### Your assignment
Exactly as given, transcribe each entry that follows.

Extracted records

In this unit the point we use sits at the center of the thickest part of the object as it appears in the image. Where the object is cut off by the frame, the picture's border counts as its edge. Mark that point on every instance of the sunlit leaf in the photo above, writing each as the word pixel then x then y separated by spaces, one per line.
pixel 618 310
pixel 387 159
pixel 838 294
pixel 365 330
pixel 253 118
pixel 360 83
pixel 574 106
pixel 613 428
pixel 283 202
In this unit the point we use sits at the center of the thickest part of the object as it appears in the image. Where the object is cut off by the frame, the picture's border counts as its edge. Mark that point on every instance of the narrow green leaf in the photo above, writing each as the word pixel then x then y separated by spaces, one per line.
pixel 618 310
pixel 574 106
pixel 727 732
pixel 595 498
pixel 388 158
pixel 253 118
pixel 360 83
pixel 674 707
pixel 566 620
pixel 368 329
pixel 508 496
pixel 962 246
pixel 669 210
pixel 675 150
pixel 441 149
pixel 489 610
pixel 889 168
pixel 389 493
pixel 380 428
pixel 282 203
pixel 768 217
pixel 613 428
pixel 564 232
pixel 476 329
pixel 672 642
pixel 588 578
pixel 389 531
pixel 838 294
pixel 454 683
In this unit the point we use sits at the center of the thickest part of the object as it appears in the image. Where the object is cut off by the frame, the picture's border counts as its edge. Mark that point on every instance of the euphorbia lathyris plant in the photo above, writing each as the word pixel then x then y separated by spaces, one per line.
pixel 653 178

### Written response
In this unit the point we use sits at the center of the thickest part of the object as it appears in the image. Where the object is cut off by the frame, the picture's border counts as its edge. Mark that point on every instance of the sunlit leaf in the photo above, writing each as the word pixel then x then y separated by spaces, one per line.
pixel 618 310
pixel 387 159
pixel 838 294
pixel 365 330
pixel 253 118
pixel 360 83
pixel 574 106
pixel 613 428
pixel 283 202
In this unit the point we use sits at the center of the thickest part of the object as it appears in the image. Where the object is cut off by the frame, the picture's border counts as its edge. Mark that point on every instance of the narrow green leaf in the photo above, writing each as the word pixel then x then y separated by spaces, one per line.
pixel 618 310
pixel 574 106
pixel 727 732
pixel 595 498
pixel 388 158
pixel 253 118
pixel 360 83
pixel 674 707
pixel 566 620
pixel 368 329
pixel 508 496
pixel 962 246
pixel 669 210
pixel 675 150
pixel 441 149
pixel 489 610
pixel 889 168
pixel 389 493
pixel 380 428
pixel 282 203
pixel 768 217
pixel 613 428
pixel 564 232
pixel 476 329
pixel 672 642
pixel 588 578
pixel 389 531
pixel 838 294
pixel 454 683
In this unit the point we use sits at the center of the thickest part of the object as it appears in the image. Where the object is cut off by the frame, the picture's border counts as its edge. Mark that point on every instance of the euphorbia lathyris plant in the photo above, writing each as the word pixel then x then y separated by spaces, one per line.
pixel 653 178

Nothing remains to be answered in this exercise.